[Yazılı görevler]
A. Unilever'in atık çalışmasını anlatan metni iki cümleyle özetle.
B. Unilever'in atık çalışmasını anlatan metni kaldığı yerden sürdür.

[Metin bölümü]
━━━━
Firmalardan
Unilever’in tüm dünyadaki 600 tesisi çöplüğe katı atık göndermiyor!
Bu sayede dünya çapında 200 milyon avroluk bir maliyet tasarrufu ve yüzlerce kişiye iş imkânı da sağlayan Unilever’in Türkiye’deki tüm tesisleri ‘sıfır tehlikesiz katı atık’ statüsüne sahip bulunuyor.
Sürdürülebilir Yaşam Planı doğrultusunda küresel iş dünyasına ve sektörüne örnek olacak çalışmalara imza atan Unilever, bu kapsamda yeni bir başarıya daha ulaştı. Şirket, fabrikaları, depoları, dağıtım merkezleri ve ofisleri de dahil olmak üzere, 70 ülkede 600’ü aşkın tesiste katı atık alanlarına tehlikesiz atık göndermemeye başladı. Faaliyetlerinde ortaya çıkan çeşitli tehlikesiz atıkları tanımlayan Unilever, bu tesislerden çıkan atıkların geri kazanımı için alternatif yöntemler buldu.
━━━━
[Sağlanan veriler]
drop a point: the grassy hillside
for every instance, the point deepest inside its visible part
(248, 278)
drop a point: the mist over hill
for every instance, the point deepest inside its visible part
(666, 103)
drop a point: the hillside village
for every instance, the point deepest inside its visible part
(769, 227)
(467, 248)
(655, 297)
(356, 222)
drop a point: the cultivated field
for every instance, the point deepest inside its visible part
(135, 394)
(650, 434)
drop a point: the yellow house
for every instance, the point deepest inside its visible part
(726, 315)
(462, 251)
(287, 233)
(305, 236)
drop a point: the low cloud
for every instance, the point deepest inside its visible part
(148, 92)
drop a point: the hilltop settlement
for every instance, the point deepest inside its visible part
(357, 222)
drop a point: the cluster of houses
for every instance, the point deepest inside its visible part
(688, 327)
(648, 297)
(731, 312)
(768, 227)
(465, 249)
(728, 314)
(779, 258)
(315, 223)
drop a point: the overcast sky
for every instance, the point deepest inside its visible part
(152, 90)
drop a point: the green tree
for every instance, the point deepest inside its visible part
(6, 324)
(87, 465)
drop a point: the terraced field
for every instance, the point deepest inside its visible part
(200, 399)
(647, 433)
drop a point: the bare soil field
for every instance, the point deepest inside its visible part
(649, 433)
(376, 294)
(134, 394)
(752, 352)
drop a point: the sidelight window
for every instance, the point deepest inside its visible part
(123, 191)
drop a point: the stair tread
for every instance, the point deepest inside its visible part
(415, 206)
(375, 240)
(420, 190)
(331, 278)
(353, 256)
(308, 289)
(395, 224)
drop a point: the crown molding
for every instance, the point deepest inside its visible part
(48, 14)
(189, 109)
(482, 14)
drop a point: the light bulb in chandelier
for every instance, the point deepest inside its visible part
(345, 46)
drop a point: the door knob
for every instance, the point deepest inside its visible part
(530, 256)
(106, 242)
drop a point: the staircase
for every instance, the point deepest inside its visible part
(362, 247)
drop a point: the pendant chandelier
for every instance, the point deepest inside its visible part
━━━━
[Sıralı yanıtlar]
A. Unilever, Sürdürülebilir Yaşam Planı doğrultusunda 70 ülkedeki fabrika, depo, dağıtım merkezi ve ofisleri de kapsayan 600'ü aşkın tesisinde katı atık alanlarına tehlikesiz atık göndermemeye başladı ve bu atıkların geri kazanımı için alternatif yöntemler buldu. Bu sayede dünya çapında 200 milyon avroluk maliyet tasarrufu ve yüzlerce kişiye iş imkânı sağlanırken şirketin Türkiye'deki tüm tesisleri de 'sıfır tehlikesiz katı atık' statüsüne sahip bulunuyor.

B.
Unilever, Sürdürülebilir Yaşam Planı hedefleri kapsamında 4R (Reducing [Azaltma] – Reusing [Tekrar kullanma] – Recycling [Geri dönüştürme) – Recovering [Geri kazanım] Stratejisini büyük bağlılıkla uyguluyor. Unilever’in bu stratejisi, fabrika atıklarının inşaat malzemelerine, personel kafeteryalarındaki gıda atıklarının komposta dönüştürülmesi gibi pek çok alternatif kullanımla yeni bir kaynak yaratılmasına dayanıyor. 4R Stratejisine göre, öncelikle tehlikeli olmayan atıkların azaltılması, daha sonra ise geri dönüşümü veya geri kazanılması sağlanıyor.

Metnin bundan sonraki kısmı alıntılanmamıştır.